Extracted data entries:
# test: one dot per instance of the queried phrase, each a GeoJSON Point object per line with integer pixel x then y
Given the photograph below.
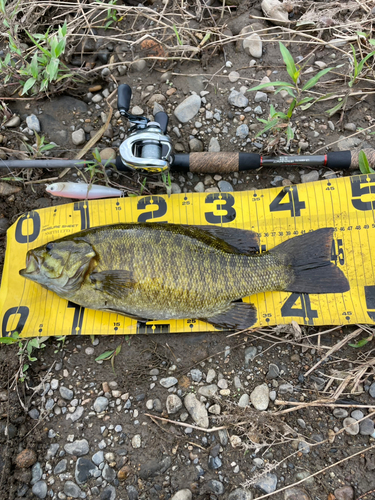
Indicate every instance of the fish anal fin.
{"type": "Point", "coordinates": [241, 240]}
{"type": "Point", "coordinates": [239, 316]}
{"type": "Point", "coordinates": [113, 282]}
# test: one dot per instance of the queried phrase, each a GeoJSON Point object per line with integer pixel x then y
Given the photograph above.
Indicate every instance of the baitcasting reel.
{"type": "Point", "coordinates": [147, 147]}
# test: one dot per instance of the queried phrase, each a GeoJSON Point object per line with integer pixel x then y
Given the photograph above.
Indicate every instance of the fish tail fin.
{"type": "Point", "coordinates": [309, 255]}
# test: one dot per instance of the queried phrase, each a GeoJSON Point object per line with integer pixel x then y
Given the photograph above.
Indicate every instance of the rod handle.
{"type": "Point", "coordinates": [216, 163]}
{"type": "Point", "coordinates": [370, 155]}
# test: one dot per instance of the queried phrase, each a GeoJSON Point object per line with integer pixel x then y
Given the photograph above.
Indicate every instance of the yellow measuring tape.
{"type": "Point", "coordinates": [277, 214]}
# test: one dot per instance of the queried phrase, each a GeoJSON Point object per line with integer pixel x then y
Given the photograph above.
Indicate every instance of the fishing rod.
{"type": "Point", "coordinates": [148, 148]}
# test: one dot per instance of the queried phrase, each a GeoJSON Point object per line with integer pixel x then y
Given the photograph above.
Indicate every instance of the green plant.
{"type": "Point", "coordinates": [40, 146]}
{"type": "Point", "coordinates": [110, 355]}
{"type": "Point", "coordinates": [279, 121]}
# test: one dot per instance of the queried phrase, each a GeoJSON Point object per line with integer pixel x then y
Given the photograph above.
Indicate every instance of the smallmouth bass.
{"type": "Point", "coordinates": [151, 271]}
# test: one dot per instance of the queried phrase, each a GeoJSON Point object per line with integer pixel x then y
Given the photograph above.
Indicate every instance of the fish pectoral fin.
{"type": "Point", "coordinates": [239, 316]}
{"type": "Point", "coordinates": [115, 283]}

- Task -
Could you give all of the data again exactly as written, omitting any pictures?

- Task result -
# test: one dot per instance of the queried phrase, each a GeoJSON Point object per line with integer pixel x then y
Given the photograph below.
Indicate every instance of the fish anal fin.
{"type": "Point", "coordinates": [241, 240]}
{"type": "Point", "coordinates": [239, 316]}
{"type": "Point", "coordinates": [113, 282]}
# test: one dot per instance of the queried phrase, each a GeoJSON Point object per line with integer pixel x then y
Given the photograph above.
Indicate every instance of the baitcasting reel.
{"type": "Point", "coordinates": [147, 147]}
# test: one dot per instance of the queried phrase, each a GeoJSON Point object per line with integer pixel x then y
Given the photograph above.
Indicate every instance of the fish tail fin.
{"type": "Point", "coordinates": [309, 255]}
# test: one dot per instance of the queried phrase, each a GeoJSON Point object per line with integer pixel x then y
Given the photograph above.
Indicate every instance of the rod handle.
{"type": "Point", "coordinates": [216, 163]}
{"type": "Point", "coordinates": [370, 155]}
# test: one dot per instance of the queried phrase, each a GeoJSON Point object per line with integer pixel x then y
Given the photograph above.
Indicate every instance of the yellow measuring tape.
{"type": "Point", "coordinates": [277, 214]}
# test: one dot per instance of the queried phrase, each a GeoJSON Point object per line with integer pixel x then y
Given the photograph above.
Indicate every instance of the fishing rod.
{"type": "Point", "coordinates": [148, 148]}
# test: one dot per instance of the queried phrase, each a GeoJSON Point object per line with integer pixel x then y
Given the photograph above.
Indicate every instance of the green plant.
{"type": "Point", "coordinates": [40, 146]}
{"type": "Point", "coordinates": [110, 355]}
{"type": "Point", "coordinates": [279, 121]}
# test: one dot per instance of the queried phrase, each a GeoJSON Point object per line with integer pixel x then y
Given the photograph above.
Indicate every instance of the smallmouth bass.
{"type": "Point", "coordinates": [151, 271]}
# test: one dot per instance of the queried phrase, each a GeoJSON Point object per line with integer pixel x then y
Given the photograph above.
Indicate every instance of the fish pectoral fin.
{"type": "Point", "coordinates": [239, 316]}
{"type": "Point", "coordinates": [115, 283]}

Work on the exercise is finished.